* Provided records *
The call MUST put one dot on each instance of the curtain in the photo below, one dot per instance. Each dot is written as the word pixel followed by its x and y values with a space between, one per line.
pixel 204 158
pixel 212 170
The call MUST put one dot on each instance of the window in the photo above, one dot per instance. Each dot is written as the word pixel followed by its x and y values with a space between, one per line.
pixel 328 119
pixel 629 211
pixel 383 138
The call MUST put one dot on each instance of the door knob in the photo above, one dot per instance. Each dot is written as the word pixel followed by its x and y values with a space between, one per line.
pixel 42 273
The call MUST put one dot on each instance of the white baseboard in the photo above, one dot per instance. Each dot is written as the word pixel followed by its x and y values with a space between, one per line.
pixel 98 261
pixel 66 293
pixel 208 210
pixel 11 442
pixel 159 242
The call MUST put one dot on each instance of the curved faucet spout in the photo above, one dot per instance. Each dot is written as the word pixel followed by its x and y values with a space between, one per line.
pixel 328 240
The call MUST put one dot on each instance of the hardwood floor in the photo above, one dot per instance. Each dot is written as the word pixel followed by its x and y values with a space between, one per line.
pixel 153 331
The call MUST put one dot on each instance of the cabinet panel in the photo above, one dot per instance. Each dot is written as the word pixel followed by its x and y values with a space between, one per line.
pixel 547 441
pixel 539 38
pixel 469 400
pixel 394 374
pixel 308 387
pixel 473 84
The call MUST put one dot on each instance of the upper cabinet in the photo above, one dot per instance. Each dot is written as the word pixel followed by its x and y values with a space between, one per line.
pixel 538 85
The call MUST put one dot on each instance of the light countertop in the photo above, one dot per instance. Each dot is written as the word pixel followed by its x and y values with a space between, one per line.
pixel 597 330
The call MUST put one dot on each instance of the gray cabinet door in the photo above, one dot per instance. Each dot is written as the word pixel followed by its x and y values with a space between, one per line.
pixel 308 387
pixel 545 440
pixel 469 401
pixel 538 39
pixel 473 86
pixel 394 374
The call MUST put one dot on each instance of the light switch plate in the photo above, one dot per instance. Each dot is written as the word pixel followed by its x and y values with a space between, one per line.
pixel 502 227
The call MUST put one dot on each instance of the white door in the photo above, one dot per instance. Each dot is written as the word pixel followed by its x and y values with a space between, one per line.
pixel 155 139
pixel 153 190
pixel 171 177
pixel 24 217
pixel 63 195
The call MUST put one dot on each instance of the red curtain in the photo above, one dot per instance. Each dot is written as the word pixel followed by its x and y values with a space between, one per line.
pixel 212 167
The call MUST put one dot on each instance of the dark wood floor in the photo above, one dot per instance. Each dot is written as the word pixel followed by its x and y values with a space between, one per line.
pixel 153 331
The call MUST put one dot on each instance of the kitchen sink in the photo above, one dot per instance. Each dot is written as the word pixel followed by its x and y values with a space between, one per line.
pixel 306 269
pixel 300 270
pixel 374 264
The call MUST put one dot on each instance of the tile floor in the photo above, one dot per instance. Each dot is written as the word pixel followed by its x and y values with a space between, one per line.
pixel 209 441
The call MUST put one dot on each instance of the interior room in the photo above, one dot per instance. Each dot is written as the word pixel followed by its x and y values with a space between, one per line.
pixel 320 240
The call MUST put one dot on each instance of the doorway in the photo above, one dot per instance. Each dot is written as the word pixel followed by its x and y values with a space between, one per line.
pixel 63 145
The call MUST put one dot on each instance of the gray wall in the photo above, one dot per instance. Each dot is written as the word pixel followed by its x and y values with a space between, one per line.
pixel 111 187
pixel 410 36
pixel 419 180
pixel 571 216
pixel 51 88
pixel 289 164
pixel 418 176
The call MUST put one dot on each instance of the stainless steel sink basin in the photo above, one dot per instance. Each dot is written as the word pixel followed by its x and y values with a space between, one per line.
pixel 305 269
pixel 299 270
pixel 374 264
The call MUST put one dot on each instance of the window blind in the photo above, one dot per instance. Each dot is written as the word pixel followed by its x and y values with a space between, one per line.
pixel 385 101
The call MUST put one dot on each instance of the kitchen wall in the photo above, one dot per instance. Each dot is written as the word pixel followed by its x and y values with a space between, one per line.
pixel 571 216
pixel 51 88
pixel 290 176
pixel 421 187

---

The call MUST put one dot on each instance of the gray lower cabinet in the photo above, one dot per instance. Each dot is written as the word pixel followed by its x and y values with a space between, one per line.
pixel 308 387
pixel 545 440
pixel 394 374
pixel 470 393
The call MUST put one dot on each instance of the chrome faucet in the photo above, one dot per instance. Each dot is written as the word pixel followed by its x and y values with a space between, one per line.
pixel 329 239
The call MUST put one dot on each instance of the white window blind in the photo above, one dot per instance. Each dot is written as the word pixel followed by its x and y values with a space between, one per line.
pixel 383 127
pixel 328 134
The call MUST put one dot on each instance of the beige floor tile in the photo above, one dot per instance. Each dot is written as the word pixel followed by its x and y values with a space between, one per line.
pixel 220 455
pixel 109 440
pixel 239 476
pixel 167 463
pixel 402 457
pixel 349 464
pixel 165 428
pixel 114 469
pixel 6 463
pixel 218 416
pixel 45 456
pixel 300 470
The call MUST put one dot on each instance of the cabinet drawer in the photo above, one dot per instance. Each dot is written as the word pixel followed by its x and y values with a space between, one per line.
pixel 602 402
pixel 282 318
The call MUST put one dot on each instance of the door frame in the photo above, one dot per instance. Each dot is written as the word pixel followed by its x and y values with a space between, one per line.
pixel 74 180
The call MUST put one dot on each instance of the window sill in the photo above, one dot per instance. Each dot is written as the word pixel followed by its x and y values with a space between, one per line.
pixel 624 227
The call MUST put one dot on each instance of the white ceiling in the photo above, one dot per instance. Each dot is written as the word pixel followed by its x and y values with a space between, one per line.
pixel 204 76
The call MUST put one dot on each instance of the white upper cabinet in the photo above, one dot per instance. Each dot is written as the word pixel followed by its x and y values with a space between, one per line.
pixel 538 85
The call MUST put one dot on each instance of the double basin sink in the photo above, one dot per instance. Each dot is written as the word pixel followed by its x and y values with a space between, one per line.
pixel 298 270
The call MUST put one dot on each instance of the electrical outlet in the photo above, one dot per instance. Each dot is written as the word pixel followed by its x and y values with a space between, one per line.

* Task directions *
Retype only the lines above between the line with "the cabinet drawer" and the line with "of the electrical", counting those two lines as well, and keep every character as it is.

* The answer *
The call MUST put one dot on each instance of the cabinet drawer in the photo above, one dot per instance. Each dot is written as the word pixel followed by its x and y values with a space between, one per line.
pixel 602 402
pixel 282 318
The call MUST put one dot on each instance of the door frame in the photo above, one dot per instance. Each dot is written as the word pixel followed by its x and y values with a space between, one per line.
pixel 74 180
The call MUST put one dot on each instance of the window sill in the photo above, one dot per instance. Each dot is written as the word pixel followed by its x and y values with a space between, one per line.
pixel 624 227
The call MUST put one dot on each instance of the white ceiling in the photo above, one dot per instance. Each dot is written as the word pixel followed by its x and y values with a space between, one per line.
pixel 204 76
The call MUST put one dot on each instance of the white upper cabinet in the photo above, one dot per instance. Each dot is written as the word pixel followed by its x and y values with a space between, one per line.
pixel 538 85
The call MUST put one dot on each instance of the double basin sink in the photo above, one dot per instance. Each dot is written as the word pixel followed by its x and y values with a space between, one per line.
pixel 298 270
The call MUST put one dot on each instance of the electrical outlet in the photo above, one dot per instance. Each dot is written as the word pixel followed by its x and y values with a space between, one per line.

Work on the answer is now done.